Paul Keating
Paul Keating (Image: AAP)

Unsurprisingly, the call for progressive Australians to reassess their admiration for Paul Keating proved a divisive one among our readers. While some echoed Jeremy Poxon’s argument, others thought Keating’s legacy needed measured analysis. Meanwhile, readers dug into the slackening of political advertising rules.

On the real legacy of Paul Keating

Denny Meadows writes: I love Keating’s rhetoric but Jeremy Poxon is right. He blazed the neoliberal trail that enabled Howard and Costello to do their worst. It is best to never lose sight of that.

Kate Hamilton writes: Nice try, but perhaps PJK admirers (guilty as charged) believe that he would have something to offer today, both intellectually and rhetorically.

Michael Powell writes: Keating was not the messiah and often more a bovver boy than a very naughty boy. However dismissing him as a simple neoliberal villain misses the point. The moribund economy inherited by the Hawke-Keating government was transformed and needed to be. We can all point to huge errors like selling the Commonwealth Bank, however Keating had a very deliberate policy of creating a social dividend through tax transfers and social policy like Medicare. Certainly wages stalled, but transfers of the social wage were and still are significant and strategically innovative. Keating has to be seen for what he was — a creative innovator at a time of great need for such innovation. Given the staggering legacy of fiscal irresponsibility created by treasurer Howard, Keating did an extraordinary job of transforming the economy in profoundly difficult times.
◆ ◆ ◆ ◆ ◆ ◆ ◆
**Problems to work on**
a. Copy out the stretch of the readers' letters on Paul Keating from "On the real" through "intellectually and rhetorically.".
b. Continue the readers' letters on Paul Keating, starting right after the last sentence shown.

**Material supplied**
◆ ◆ ◆ ◆ ◆ ◆ ◆
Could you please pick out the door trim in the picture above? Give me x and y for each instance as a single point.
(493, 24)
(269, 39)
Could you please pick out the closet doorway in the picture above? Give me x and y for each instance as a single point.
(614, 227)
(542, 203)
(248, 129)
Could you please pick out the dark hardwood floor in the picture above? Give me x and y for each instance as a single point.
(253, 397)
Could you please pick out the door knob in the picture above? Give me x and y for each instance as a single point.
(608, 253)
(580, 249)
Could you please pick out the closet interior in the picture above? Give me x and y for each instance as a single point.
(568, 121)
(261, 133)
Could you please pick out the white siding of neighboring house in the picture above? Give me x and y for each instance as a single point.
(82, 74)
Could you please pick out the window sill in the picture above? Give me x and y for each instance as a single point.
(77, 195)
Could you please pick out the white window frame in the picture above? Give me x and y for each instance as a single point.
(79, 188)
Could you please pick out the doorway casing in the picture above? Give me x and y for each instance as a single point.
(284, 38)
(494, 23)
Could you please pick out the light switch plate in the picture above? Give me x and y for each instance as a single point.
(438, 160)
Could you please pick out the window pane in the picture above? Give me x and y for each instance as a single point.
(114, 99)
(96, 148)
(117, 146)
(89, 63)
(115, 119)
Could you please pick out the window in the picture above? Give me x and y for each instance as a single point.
◆ ◆ ◆ ◆ ◆ ◆ ◆
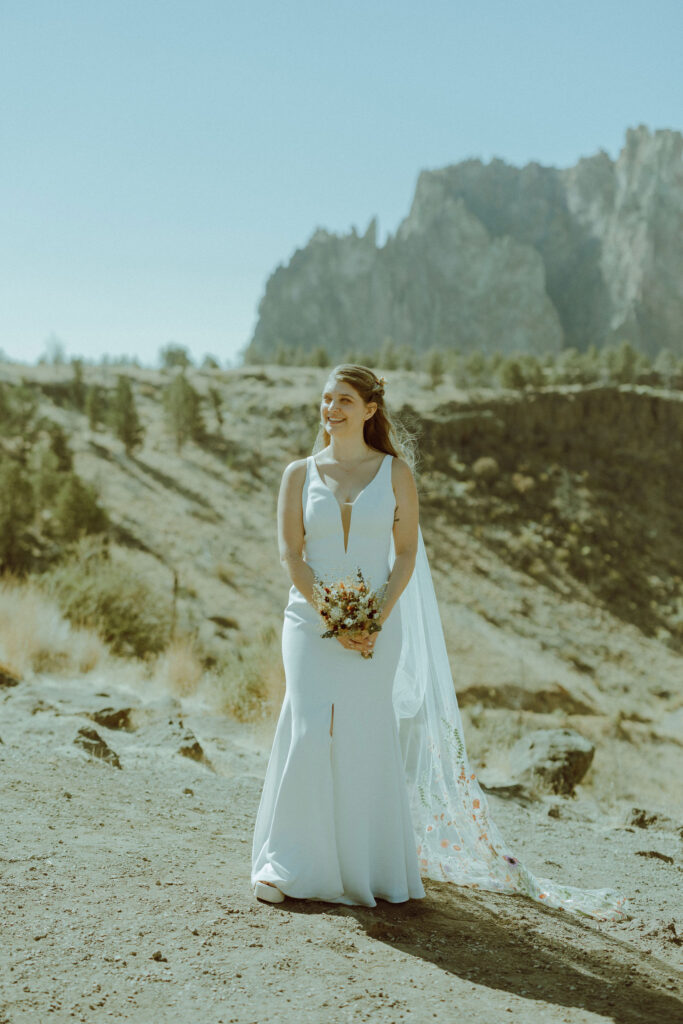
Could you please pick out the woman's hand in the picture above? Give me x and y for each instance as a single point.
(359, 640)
◆ ◆ ◆ ◆ ◆ ◆ ◆
**Replies**
a.
On the real legacy of Paul Keating

Denny Meadows writes: I love Keating’s rhetoric but Jeremy Poxon is right. He blazed the neoliberal trail that enabled Howard and Costello to do their worst. It is best to never lose sight of that.

Kate Hamilton writes: Nice try, but perhaps PJK admirers (guilty as charged) believe that he would have something to offer today, both intellectually and rhetorically.

b.
Harry Nankin writes: Its worth also observing that the left’s unjustified fawning over PJK also ignored his ignorant indifference — no, his rampant hostility — regarding environmental and conservation questions and the class of people he imagined to be eco-activists. His infamous “Balmain basket weavers” quip promulgating the stereotype of older (and presumably house-bound) women as typical environmentalists also reflects an incipient ageism, ableism and misogyny that I have yet to hear critiqued by the commentariat.

On new rules for political advertising

Glen Davis writes: This is another desperate attempt to stack the campaign in favour of those sitting members who have already sold their souls to the party machines. It is an attempt to bring bias to an election. It should be an Electoral Act offence to apply any public monies to a campaign, whether for a sitting member or any other candidate. The penalty should include disqualification from being elected. Separately, outside of campaigns, it should be an offence to spend any public monies in promotion of a political party, any member of a political party or any policy of a political party.